#### Données de l'exercice
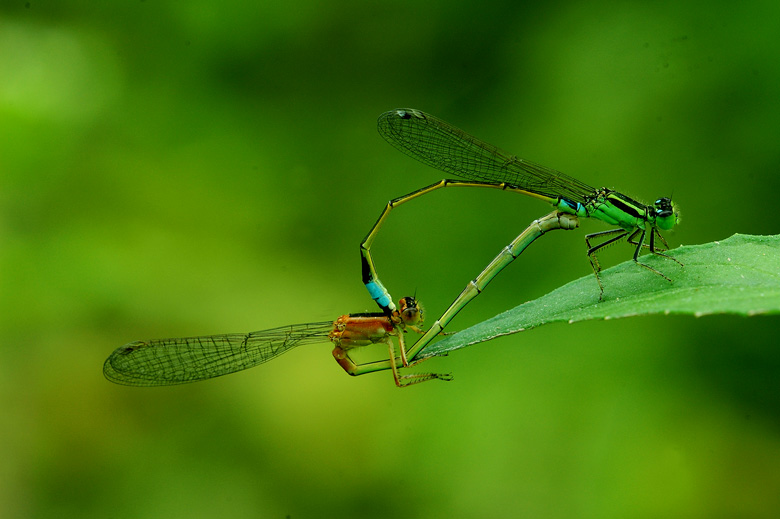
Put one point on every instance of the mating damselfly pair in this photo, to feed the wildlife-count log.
(452, 151)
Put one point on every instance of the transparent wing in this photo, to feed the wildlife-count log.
(451, 150)
(164, 362)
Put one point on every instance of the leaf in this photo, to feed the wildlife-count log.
(740, 275)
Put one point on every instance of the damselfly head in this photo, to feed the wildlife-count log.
(410, 310)
(665, 213)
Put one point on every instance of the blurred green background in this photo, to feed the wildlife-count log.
(179, 168)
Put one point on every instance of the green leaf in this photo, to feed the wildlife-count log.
(740, 275)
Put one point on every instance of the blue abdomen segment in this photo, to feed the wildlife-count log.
(379, 294)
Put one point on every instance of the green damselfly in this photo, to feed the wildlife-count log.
(451, 150)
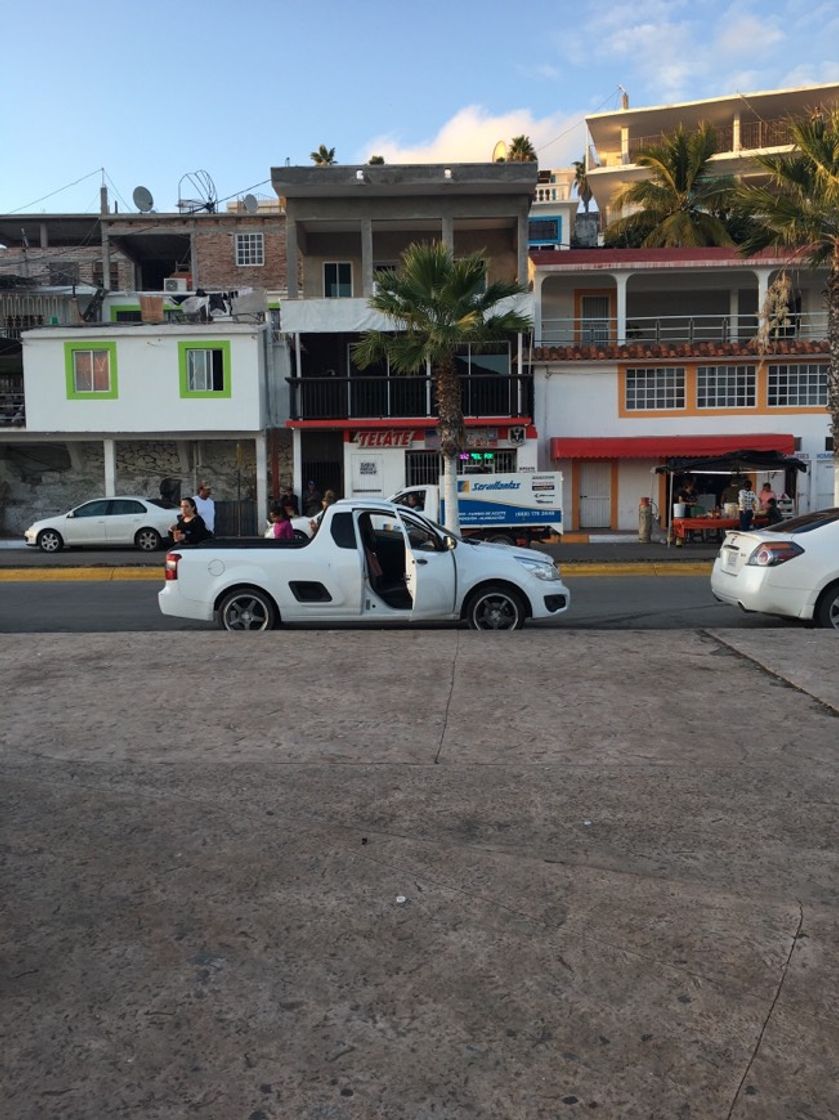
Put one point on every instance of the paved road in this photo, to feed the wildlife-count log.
(665, 602)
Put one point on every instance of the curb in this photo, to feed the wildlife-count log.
(61, 575)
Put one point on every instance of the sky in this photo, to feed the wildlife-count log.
(152, 91)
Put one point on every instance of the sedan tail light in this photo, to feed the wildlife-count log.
(771, 553)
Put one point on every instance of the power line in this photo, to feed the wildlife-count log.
(65, 187)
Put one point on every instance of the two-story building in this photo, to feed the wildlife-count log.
(645, 356)
(370, 431)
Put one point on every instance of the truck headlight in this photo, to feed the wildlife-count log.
(542, 569)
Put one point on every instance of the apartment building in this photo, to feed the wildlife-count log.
(645, 356)
(370, 431)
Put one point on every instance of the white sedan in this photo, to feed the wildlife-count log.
(791, 569)
(141, 522)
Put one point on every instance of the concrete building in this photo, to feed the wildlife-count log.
(648, 355)
(369, 431)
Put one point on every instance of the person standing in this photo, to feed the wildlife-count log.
(311, 500)
(747, 505)
(205, 505)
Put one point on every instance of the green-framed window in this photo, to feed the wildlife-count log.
(91, 372)
(204, 369)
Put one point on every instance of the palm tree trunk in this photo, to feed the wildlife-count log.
(833, 365)
(453, 438)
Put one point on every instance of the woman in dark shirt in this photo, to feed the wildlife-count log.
(189, 528)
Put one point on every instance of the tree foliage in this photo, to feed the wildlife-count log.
(682, 202)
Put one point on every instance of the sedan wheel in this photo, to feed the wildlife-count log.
(827, 608)
(495, 607)
(148, 540)
(50, 540)
(246, 609)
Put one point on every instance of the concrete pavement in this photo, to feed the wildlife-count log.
(421, 875)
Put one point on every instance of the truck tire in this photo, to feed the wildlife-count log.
(495, 606)
(246, 609)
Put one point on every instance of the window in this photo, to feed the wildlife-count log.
(798, 385)
(655, 389)
(726, 386)
(250, 250)
(204, 369)
(337, 279)
(91, 371)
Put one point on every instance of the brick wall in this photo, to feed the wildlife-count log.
(215, 249)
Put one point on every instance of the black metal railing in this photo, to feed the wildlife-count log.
(12, 410)
(371, 398)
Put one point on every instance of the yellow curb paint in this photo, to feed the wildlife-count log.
(61, 575)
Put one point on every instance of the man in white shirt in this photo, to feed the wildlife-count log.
(747, 504)
(206, 505)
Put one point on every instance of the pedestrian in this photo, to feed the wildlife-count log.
(205, 505)
(766, 495)
(189, 528)
(280, 528)
(311, 500)
(747, 504)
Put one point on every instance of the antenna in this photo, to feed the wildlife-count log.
(203, 190)
(142, 199)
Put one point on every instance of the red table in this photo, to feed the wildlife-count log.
(682, 526)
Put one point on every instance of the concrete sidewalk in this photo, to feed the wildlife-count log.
(421, 875)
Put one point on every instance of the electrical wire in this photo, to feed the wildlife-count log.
(53, 193)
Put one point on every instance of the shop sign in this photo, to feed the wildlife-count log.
(383, 438)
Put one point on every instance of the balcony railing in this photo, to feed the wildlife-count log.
(385, 398)
(12, 410)
(678, 328)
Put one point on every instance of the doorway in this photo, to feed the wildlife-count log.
(595, 494)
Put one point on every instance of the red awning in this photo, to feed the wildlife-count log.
(667, 447)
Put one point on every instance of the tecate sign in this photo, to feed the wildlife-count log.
(383, 438)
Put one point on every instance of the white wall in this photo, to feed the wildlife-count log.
(148, 381)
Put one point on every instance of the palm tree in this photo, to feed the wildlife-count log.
(682, 201)
(799, 210)
(437, 305)
(521, 150)
(324, 157)
(580, 182)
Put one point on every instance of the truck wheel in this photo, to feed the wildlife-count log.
(827, 608)
(495, 607)
(246, 608)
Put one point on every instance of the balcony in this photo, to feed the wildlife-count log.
(390, 398)
(667, 329)
(12, 409)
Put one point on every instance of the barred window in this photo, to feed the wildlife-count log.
(655, 389)
(795, 385)
(250, 249)
(726, 386)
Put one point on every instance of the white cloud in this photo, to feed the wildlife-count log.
(472, 133)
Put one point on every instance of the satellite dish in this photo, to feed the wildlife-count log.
(142, 199)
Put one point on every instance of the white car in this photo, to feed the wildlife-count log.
(370, 561)
(141, 522)
(791, 569)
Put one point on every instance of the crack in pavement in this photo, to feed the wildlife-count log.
(768, 1014)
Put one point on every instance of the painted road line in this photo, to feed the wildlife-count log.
(115, 575)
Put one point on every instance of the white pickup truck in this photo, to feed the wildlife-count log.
(496, 507)
(370, 561)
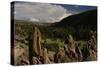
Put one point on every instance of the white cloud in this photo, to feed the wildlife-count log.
(42, 12)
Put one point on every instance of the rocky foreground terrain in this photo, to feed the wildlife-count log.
(29, 48)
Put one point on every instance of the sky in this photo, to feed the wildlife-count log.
(46, 12)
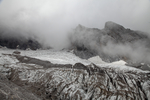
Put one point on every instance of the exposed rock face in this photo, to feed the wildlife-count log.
(19, 42)
(11, 91)
(77, 82)
(89, 42)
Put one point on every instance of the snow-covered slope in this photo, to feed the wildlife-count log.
(71, 78)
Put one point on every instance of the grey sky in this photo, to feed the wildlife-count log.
(51, 19)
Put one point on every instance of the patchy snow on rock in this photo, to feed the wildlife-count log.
(120, 62)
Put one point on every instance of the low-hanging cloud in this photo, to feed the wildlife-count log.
(50, 20)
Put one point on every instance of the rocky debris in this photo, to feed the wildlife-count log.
(76, 82)
(142, 66)
(11, 91)
(17, 52)
(89, 42)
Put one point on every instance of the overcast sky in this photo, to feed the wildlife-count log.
(53, 18)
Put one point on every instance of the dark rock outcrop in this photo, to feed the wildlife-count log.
(88, 42)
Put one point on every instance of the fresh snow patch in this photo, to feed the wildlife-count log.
(120, 62)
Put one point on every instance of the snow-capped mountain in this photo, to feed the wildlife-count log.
(65, 75)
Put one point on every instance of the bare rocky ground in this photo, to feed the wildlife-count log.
(27, 78)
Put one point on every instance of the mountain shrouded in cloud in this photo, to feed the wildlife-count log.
(51, 20)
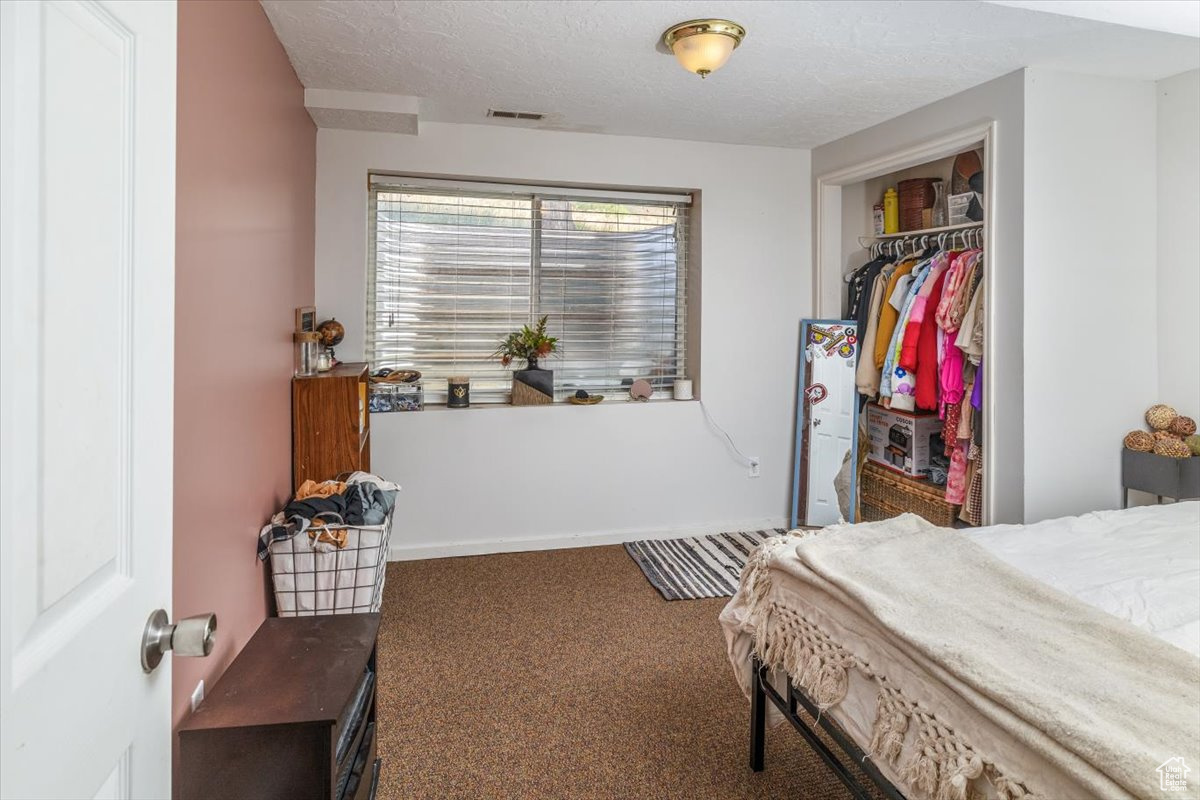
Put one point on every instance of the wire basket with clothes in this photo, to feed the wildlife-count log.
(328, 548)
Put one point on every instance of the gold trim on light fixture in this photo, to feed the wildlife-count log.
(703, 59)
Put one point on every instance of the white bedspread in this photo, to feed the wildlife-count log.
(1141, 565)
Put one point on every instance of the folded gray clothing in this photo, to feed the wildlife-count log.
(376, 503)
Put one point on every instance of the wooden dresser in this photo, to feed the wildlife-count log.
(330, 423)
(293, 716)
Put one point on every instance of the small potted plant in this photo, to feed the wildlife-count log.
(532, 385)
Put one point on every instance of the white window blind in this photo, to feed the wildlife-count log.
(456, 266)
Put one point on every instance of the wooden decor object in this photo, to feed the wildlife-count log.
(330, 423)
(533, 388)
(293, 716)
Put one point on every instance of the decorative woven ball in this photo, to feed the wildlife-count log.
(1182, 426)
(1140, 440)
(1159, 416)
(1173, 449)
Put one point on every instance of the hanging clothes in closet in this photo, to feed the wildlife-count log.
(919, 306)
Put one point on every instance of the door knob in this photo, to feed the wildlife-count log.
(192, 636)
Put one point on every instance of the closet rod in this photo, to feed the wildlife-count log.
(919, 240)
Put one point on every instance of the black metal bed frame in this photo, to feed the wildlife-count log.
(763, 691)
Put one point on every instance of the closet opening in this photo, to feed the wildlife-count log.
(905, 250)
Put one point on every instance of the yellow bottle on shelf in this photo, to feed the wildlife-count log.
(891, 212)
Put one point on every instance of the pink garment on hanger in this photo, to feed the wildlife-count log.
(957, 477)
(917, 314)
(951, 374)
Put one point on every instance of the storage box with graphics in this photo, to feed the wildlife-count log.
(900, 440)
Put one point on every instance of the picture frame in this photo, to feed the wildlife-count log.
(306, 319)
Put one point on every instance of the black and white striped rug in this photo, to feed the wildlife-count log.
(701, 566)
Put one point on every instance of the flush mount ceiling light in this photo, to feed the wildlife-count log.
(703, 46)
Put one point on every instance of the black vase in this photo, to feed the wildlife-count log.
(533, 386)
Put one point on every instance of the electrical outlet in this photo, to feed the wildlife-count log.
(197, 695)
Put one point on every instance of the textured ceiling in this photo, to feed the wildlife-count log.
(807, 72)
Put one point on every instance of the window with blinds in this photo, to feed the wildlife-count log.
(455, 266)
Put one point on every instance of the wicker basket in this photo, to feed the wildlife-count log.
(886, 494)
(916, 196)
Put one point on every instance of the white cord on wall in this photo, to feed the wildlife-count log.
(727, 437)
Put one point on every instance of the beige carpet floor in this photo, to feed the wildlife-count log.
(563, 674)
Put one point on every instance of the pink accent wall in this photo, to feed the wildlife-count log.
(244, 260)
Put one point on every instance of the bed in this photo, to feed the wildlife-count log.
(1050, 661)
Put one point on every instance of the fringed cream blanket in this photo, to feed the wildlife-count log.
(987, 683)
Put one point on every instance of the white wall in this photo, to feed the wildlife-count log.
(1003, 101)
(491, 479)
(1179, 242)
(1090, 284)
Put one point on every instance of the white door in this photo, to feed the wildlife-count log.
(87, 296)
(831, 420)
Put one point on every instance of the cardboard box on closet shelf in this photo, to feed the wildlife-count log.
(900, 440)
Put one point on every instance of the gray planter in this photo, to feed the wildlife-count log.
(1168, 477)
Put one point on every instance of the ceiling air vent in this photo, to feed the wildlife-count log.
(514, 115)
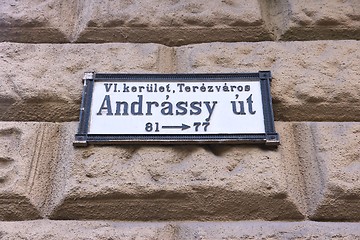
########
> **Défi**
Recopiez mot pour mot la partie qui s'ouvre sur la ligne contenant « Put one point on every instance of the electrical outlet » et se ferme sur la ligne contenant « (1168, 477) », ces deux lignes comprises.

> **Résultat ci-dessous**
Put one point on every instance of the electrical outlet in this photo, to feed the wildlife-count log.
(197, 695)
Put one point on every instance of the textured ceiling in this photo, to feed the wildlife-count log.
(807, 72)
Put one point on every instance of the window with blinds in this photo, to feed the wildlife-count log.
(455, 266)
Put one point on every instance of the wicker basket in this photo, to feed the wildlife-count log.
(886, 494)
(916, 196)
Put one point on every instance of the white cord on wall in this photo, to feed the wildlife-count log.
(727, 437)
Put one point on every instance of the beige carpet floor in this photo, to feed the wildlife-count log.
(563, 674)
Put one point on every instance of the pink accent wall in this photo, to feed the wildlife-count log.
(244, 260)
Put one point on every instance of the bed in this photo, to feed the wildlife-count log.
(1050, 661)
Put one point on every instance of the fringed cream blanket in this photo, to feed the wildlife-count log.
(987, 683)
Put one point on every instance of the white wall in this photo, to feed the wildlife-count log.
(1003, 101)
(491, 479)
(1179, 242)
(1090, 284)
Put one point on every instance of the white door in this photo, to feed the wildlife-count log.
(87, 296)
(831, 420)
Put one point on every instance of the cardboard box on closet shelf in this photo, to feed the wildlife-count log.
(900, 440)
Put one point on every instance of the gray planter in this photo, to feed the wildlife-count log.
(1168, 477)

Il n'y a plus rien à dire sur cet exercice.